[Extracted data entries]
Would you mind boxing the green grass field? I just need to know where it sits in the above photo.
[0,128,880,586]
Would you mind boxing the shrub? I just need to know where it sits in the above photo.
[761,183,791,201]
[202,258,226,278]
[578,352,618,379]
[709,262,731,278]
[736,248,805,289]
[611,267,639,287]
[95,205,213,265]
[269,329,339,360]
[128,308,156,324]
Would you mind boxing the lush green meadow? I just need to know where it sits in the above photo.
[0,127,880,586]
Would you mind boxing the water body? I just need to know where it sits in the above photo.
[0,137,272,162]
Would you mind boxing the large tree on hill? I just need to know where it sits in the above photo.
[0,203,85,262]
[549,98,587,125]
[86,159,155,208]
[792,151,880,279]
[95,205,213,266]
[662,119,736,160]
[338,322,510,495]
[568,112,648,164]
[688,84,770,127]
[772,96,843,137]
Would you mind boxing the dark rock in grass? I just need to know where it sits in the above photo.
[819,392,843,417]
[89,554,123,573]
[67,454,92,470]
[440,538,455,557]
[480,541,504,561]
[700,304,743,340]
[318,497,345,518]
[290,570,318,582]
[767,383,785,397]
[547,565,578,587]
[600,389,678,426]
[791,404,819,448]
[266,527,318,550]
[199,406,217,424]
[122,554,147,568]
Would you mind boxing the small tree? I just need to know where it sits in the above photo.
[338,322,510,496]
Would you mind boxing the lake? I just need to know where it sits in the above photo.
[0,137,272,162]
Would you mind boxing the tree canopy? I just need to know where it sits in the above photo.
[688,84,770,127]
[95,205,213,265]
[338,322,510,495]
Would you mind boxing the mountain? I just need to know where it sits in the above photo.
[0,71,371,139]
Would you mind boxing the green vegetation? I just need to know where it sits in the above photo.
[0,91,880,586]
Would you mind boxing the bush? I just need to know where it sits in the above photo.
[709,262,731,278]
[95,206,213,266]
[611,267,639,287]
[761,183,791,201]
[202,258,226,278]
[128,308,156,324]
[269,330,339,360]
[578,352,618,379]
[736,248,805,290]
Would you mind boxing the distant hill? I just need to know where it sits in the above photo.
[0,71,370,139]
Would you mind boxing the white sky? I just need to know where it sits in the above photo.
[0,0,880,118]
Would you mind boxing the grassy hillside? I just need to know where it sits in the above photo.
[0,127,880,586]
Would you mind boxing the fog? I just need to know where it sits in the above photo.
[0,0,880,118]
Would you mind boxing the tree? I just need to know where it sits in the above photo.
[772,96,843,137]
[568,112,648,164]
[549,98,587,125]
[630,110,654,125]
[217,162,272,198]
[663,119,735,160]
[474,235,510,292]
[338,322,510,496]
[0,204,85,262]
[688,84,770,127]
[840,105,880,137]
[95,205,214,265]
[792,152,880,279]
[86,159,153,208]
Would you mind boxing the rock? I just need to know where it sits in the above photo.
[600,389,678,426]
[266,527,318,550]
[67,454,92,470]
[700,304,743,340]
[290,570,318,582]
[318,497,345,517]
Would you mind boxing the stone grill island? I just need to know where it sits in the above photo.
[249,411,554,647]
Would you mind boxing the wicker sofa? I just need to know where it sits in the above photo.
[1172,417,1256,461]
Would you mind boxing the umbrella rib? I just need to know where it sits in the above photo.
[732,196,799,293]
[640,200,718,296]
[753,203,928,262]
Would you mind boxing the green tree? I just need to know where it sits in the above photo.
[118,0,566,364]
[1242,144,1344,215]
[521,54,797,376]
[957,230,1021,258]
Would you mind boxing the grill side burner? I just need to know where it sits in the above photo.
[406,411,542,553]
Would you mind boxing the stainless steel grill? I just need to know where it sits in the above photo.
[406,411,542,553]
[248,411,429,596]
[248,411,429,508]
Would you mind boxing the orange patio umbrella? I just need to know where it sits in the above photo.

What you will do -> Rewrite the entire listing above, putting "Could you box" in place of every "Would you mind boxing" and changing nothing else.

Solution below ->
Could you box the green grass field? I just need to know where it sits in the above photo.
[0,128,880,586]
Could you box the shrub? I just need to know where it sits in the above photo.
[761,183,791,201]
[202,258,226,278]
[578,352,618,379]
[709,262,731,278]
[736,248,805,289]
[611,267,639,287]
[95,205,213,265]
[269,329,339,360]
[128,308,156,324]
Could you box the lush green meadow? I just need to know where it sits in the above photo.
[0,127,880,586]
Could you box the water body? I just need to know where it sits in the above photo.
[0,137,272,162]
Could you box the large tree on hill? I just need to know where it sits in the above photo.
[0,203,85,262]
[549,98,587,125]
[86,159,155,208]
[792,151,880,279]
[95,205,213,266]
[662,119,736,160]
[338,322,510,495]
[568,112,648,164]
[688,84,770,127]
[772,96,843,137]
Could you box the dark rock in grass? I just need to know where it sits in the above photo.
[819,392,843,417]
[89,554,123,573]
[67,454,92,470]
[440,538,455,557]
[480,541,504,561]
[700,304,743,340]
[318,497,345,518]
[290,570,318,582]
[767,383,785,397]
[547,565,578,587]
[600,389,678,426]
[791,404,819,448]
[266,527,318,550]
[199,406,217,424]
[122,554,147,568]
Could you box the small tree? I just need to know where it sits in the above photo.
[338,322,510,496]
Could you box the lake? I just need to know where it sits in the above photo.
[0,137,272,162]
Could you box the tree canopy? I just need to know where it sits in the above photo.
[688,84,770,127]
[95,205,213,265]
[338,322,510,495]
Could you box the mountain? I just need to know where it sits in the above photo.
[0,71,371,139]
Could you box the green vegetation? I just need to know where it sits in the above photo.
[0,91,880,586]
Could you box the bush? I just need to know where it sits in the above photo.
[709,262,731,278]
[95,206,213,266]
[611,267,639,287]
[761,183,791,201]
[202,258,226,278]
[128,308,156,324]
[269,330,339,360]
[578,352,618,379]
[736,248,805,290]
Could you box the distant hill? I just need to know where it sits in the above photo.
[0,71,370,139]
Could you box the white sky? I just need to know where it sits in the above photo.
[0,0,880,118]
Could you box the grassy hillside? I just need to know where it sits in the above photo.
[0,127,880,586]
Could you box the fog? I just need to know where it sits in the above photo.
[0,0,880,118]
Could you box the tree? I just need to know where it sits in the above photo.
[772,96,843,137]
[568,112,648,164]
[549,98,587,125]
[630,110,654,125]
[217,162,272,198]
[663,119,735,160]
[474,235,510,292]
[338,322,510,496]
[0,204,85,262]
[688,84,770,127]
[840,105,880,137]
[95,205,214,265]
[792,152,880,279]
[86,159,153,208]
Could you box the rock? I just need to know where it sits in the above photo.
[600,389,678,426]
[266,527,318,550]
[67,454,92,470]
[700,304,743,340]
[290,570,318,582]
[318,497,345,517]
Could you box the stone grill island? I just need to know where it sits in the above photo.
[249,411,554,647]
Could you box the wicker sofa? I just need to know where it sits in the above photo.
[1172,417,1256,461]
Could you box the umbrella rib? I just need to know where it sits in the above photo.
[732,196,799,293]
[640,200,718,296]
[753,203,928,262]
Could you box the green tree? I just need to know where it sits in the above photo.
[118,0,566,364]
[1242,144,1344,215]
[521,54,797,376]
[957,230,1021,258]
Could you box the grill side burner? I just need to know where it sits in the above photo.
[406,411,542,553]
Could you box the stainless steel grill? I just need to know where it sits in the above photo.
[406,411,542,553]
[248,411,429,596]
[248,411,429,508]
Could you box the orange patio umbrella? I just need to know where it sits in the above photo.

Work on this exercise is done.